* [Directions]:
Render the lines below as a Markdown table with the columns Row and Line, numbering each row and leaving out any blank lines.

* [Records to process]:
"""
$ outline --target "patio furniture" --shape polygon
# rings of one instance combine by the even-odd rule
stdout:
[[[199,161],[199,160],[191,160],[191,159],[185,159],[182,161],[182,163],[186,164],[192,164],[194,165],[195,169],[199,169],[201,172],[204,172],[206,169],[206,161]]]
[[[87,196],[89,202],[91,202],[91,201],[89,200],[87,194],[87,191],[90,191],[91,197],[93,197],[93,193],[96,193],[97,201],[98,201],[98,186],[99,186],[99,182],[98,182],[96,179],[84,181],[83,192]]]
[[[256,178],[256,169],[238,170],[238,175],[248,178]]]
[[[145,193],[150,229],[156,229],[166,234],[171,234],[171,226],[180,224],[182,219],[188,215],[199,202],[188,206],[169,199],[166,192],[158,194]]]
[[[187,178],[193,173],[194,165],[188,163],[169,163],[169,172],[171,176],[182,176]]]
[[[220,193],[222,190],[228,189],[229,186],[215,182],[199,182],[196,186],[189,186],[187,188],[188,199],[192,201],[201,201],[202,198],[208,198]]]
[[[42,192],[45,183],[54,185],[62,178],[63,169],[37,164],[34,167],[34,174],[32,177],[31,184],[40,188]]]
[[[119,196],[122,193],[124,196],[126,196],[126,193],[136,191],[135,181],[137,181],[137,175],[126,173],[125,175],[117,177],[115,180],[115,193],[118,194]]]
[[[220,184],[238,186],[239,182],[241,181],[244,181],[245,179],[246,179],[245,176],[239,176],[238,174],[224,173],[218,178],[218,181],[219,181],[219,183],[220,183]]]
"""
* [Solution]:
| Row | Line |
|---|---|
| 1 | $ outline --target "patio furniture" --shape polygon |
| 2 | # rings of one instance combine by the even-odd rule |
| 3 | stdout: |
| 4 | [[[199,161],[199,160],[191,160],[191,159],[185,159],[182,161],[182,163],[186,164],[192,164],[194,165],[195,169],[199,169],[201,172],[204,172],[206,169],[206,161]]] |
| 5 | [[[87,196],[89,202],[91,202],[91,201],[89,200],[87,194],[87,191],[90,191],[91,197],[93,197],[93,193],[96,193],[97,201],[98,201],[98,186],[99,186],[99,182],[98,182],[96,179],[84,181],[83,192]]] |
| 6 | [[[256,178],[256,169],[238,170],[238,175],[248,178]]] |
| 7 | [[[145,193],[150,229],[156,229],[166,234],[171,234],[171,226],[180,224],[182,219],[188,215],[199,202],[188,206],[169,199],[166,192],[158,194]]] |
| 8 | [[[187,178],[193,173],[194,165],[188,163],[169,163],[169,172],[171,176],[182,176]]] |
| 9 | [[[220,193],[222,190],[228,189],[229,186],[215,182],[199,182],[196,186],[189,186],[187,188],[188,199],[192,201],[201,201],[202,198],[208,198]]] |
| 10 | [[[42,192],[45,183],[54,185],[62,178],[63,169],[37,164],[34,167],[34,174],[32,177],[31,184],[40,188]]] |
| 11 | [[[119,196],[122,193],[124,196],[126,196],[126,193],[136,191],[135,181],[137,181],[137,175],[126,173],[125,175],[117,177],[115,180],[115,193],[118,194]]] |
| 12 | [[[220,184],[238,186],[239,182],[241,181],[244,181],[245,179],[246,179],[245,176],[239,176],[238,174],[224,173],[218,178],[218,181],[219,181],[219,183],[220,183]]] |